Stored items from a collection:
------
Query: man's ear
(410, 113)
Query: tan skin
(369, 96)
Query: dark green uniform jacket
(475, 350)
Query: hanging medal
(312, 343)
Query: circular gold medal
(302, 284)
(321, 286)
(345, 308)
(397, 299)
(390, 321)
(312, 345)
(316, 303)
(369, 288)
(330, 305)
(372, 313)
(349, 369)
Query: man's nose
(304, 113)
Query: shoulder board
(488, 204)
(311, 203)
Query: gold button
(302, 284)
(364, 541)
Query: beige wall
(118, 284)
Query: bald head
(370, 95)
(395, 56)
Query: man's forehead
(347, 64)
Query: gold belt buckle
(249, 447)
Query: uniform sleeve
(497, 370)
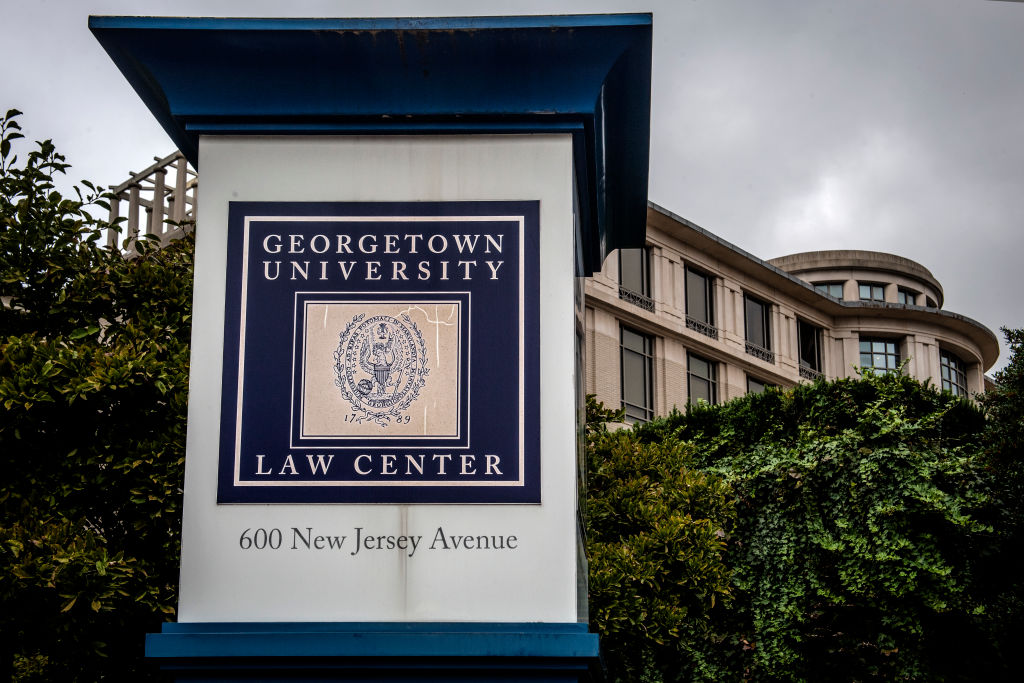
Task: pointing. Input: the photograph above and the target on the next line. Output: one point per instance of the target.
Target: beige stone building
(692, 316)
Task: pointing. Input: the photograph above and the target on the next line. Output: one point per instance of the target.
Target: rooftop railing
(158, 201)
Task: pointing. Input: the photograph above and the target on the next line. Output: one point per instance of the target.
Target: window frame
(705, 327)
(951, 369)
(887, 341)
(647, 355)
(712, 380)
(909, 296)
(760, 348)
(881, 287)
(764, 385)
(806, 369)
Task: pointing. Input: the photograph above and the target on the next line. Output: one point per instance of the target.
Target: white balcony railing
(159, 201)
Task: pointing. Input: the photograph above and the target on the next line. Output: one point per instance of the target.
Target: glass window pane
(697, 297)
(699, 390)
(756, 319)
(633, 269)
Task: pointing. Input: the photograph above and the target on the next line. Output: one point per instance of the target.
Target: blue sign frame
(381, 352)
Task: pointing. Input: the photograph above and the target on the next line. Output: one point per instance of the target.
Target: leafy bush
(93, 388)
(656, 529)
(859, 508)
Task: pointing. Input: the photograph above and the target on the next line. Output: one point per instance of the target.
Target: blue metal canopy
(587, 75)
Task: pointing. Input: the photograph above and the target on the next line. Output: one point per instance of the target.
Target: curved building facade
(692, 316)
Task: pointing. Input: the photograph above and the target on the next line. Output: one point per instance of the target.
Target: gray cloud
(782, 126)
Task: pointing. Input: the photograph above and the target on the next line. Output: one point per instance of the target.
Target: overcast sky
(781, 126)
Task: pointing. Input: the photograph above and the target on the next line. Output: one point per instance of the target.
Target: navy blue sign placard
(381, 352)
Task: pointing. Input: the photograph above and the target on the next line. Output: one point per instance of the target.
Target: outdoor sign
(381, 458)
(381, 351)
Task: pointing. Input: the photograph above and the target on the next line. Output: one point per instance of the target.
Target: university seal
(380, 367)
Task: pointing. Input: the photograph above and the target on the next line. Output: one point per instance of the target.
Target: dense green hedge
(867, 536)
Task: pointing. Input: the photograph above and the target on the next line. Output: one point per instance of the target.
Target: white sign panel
(356, 481)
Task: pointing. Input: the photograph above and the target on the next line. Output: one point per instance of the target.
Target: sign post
(381, 467)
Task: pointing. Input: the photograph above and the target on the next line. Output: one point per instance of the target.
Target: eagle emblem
(380, 367)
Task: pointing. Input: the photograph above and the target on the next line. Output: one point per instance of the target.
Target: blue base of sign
(376, 651)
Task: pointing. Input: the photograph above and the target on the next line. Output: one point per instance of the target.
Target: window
(832, 289)
(701, 379)
(953, 372)
(905, 296)
(637, 370)
(634, 278)
(699, 303)
(809, 337)
(758, 326)
(871, 292)
(879, 354)
(755, 385)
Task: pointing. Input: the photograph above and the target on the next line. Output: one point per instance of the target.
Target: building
(692, 317)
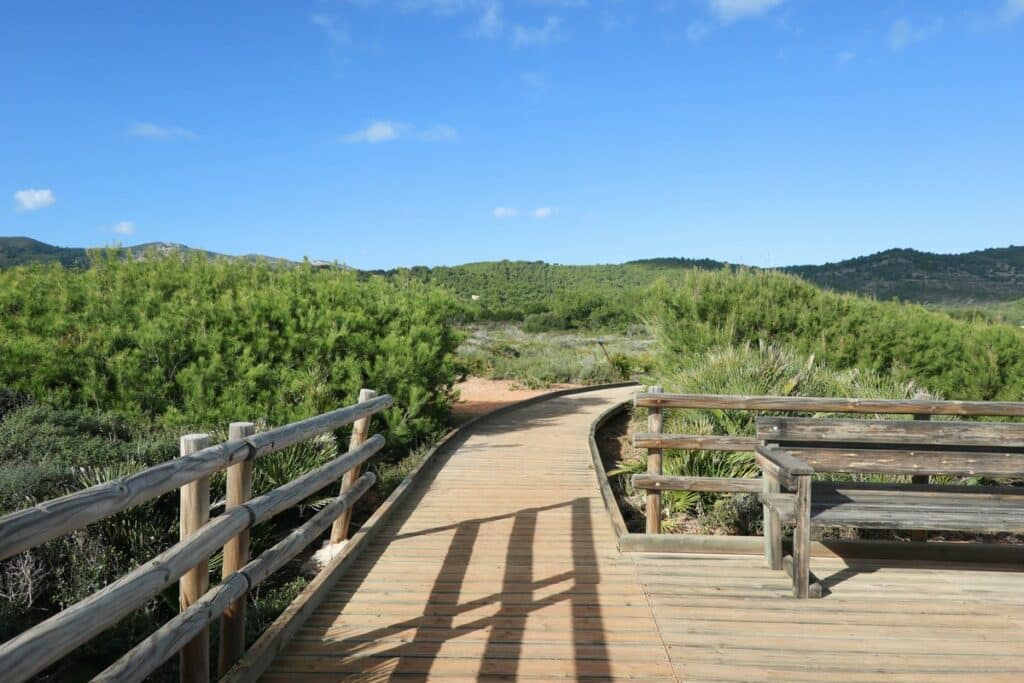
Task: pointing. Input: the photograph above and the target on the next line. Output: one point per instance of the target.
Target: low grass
(537, 360)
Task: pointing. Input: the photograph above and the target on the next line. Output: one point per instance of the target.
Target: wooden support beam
(710, 484)
(195, 513)
(359, 431)
(240, 489)
(654, 423)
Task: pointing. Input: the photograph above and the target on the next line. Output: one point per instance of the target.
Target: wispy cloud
(535, 81)
(124, 227)
(903, 33)
(549, 32)
(33, 200)
(159, 132)
(733, 10)
(338, 35)
(387, 131)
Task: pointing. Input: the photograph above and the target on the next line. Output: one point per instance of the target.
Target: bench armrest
------
* Directions for this task: Without including any pictures, output each entry above exactly as it appears.

* Solution to the problem:
Query: man's ear
(410, 113)
Query: tan skin
(369, 96)
Query: dark green uniform jacket
(475, 350)
Query: hanging medal
(312, 343)
Query: circular gold medal
(302, 284)
(321, 286)
(345, 308)
(397, 299)
(390, 321)
(312, 345)
(316, 303)
(369, 288)
(330, 305)
(372, 313)
(349, 369)
Query: man's nose
(304, 113)
Query: shoulder board
(488, 204)
(311, 203)
Query: gold button
(302, 284)
(364, 541)
Query: beige wall
(118, 284)
Query: bald head
(370, 95)
(395, 56)
Query: man's forehead
(347, 64)
Query: gold belt buckle
(249, 447)
Query: uniform sleeve
(497, 370)
Task: pointing. Input: the photograph above and the target on the next line. Output: one point per instance of the target.
Target: beige stone building
(692, 316)
Task: pointing. Input: the photograph above and the target on the next line. Output: one point per instance of the target.
Target: rooftop railing
(158, 201)
Task: pointing. Input: the photograph above and the target on the next line. Output: one point per instance of the target.
Target: window frame
(705, 327)
(951, 369)
(887, 341)
(647, 355)
(712, 380)
(909, 296)
(760, 348)
(881, 287)
(764, 385)
(806, 369)
Task: pointing. Input: the photograph above and the target on the next line. Output: one point per instance of the target.
Target: white balcony railing
(159, 201)
Task: pointing. Input: the photograph above and the target on the next line. Output: one point per instance of the target.
Target: glass window pane
(697, 297)
(699, 390)
(756, 319)
(633, 269)
Task: pointing. Input: the photograph above and the target on the next line. Output: one point per instance of the target.
Target: blue sign frame
(381, 352)
Task: pointing. Input: the photograph above and the target on the next line. Output: one point per instance of the target.
Target: leafy bush
(93, 388)
(656, 529)
(859, 508)
Task: pointing. Input: the photograph above and the target on the next line. Output: one point per instance of the target.
Target: blue metal canopy
(587, 75)
Task: pointing. Input: the photograph above and the target on the next line. Output: one point per instance of the target.
Target: curved building facade
(692, 316)
Task: pointing. Input: the photograph above and the target on the next line. Output: one point per instance of the target.
Target: gray cloud
(782, 126)
Task: pointing. Input: the photograph above and the target on the next line. Output: one point per instance of the target.
Target: overcast sky
(781, 126)
Task: pointing. Input: the photograph above and the target on the next line. Output: one point per instance of the target.
Target: navy blue sign placard
(381, 352)
Task: pointing. Input: the photograph above and the target on the next line. Output: one point per instance of the target.
Target: outdoor sign
(381, 458)
(381, 351)
Task: pointing. Input: the photograph above and the target on the next line. Output: one point per instance of the target.
Target: university seal
(380, 367)
Task: pointing. Input: the photograph above and the target on the next line. Output: one point per instance of the target.
Target: dense green hedge
(867, 536)
Task: pointing. Input: the photograph above and the target on the next line. Output: one point per instance of the target.
Target: white sign panel
(356, 481)
Task: pointing. Input: the photograph above and the target on the next line. Output: one point per instance of the target.
Target: sign post
(381, 467)
Task: pointing. Input: the photograph above and the target on the next line. Output: one point per instance of the target.
Target: eagle emblem
(380, 367)
Task: pointing. Input: the photograph above and the target on the next line. Output: one point per instance of the target.
Target: blue base of sign
(376, 651)
Task: pointing. Input: the photograph above and the target on the next line. Output: one point per instance of the target.
Target: window
(832, 289)
(701, 379)
(953, 372)
(905, 296)
(637, 370)
(634, 278)
(699, 303)
(809, 337)
(758, 326)
(871, 292)
(879, 354)
(755, 385)
Task: pointing. Input: the photograph above and the target on the next line. Output: one point per instance of the target.
Target: building
(692, 317)
Task: pointing. Input: the photograph above and the target on the next line. Output: one point per instance of the target.
Target: low grass
(537, 360)
Task: pointing. Input: the photograph above and the target on the next line. Output: one point per instance of the target.
Target: wooden support beam
(710, 484)
(195, 513)
(359, 431)
(240, 489)
(654, 423)
Task: pointing. Input: the photograph above and the target on the next line. Output: one point per instance of the target.
Target: wispy cloud
(535, 81)
(124, 227)
(903, 33)
(549, 32)
(33, 200)
(159, 132)
(733, 10)
(338, 35)
(387, 131)
Task: pointing. Input: the photograph above and the target on the next line. Output: one point per instance of the target.
Target: bench armrest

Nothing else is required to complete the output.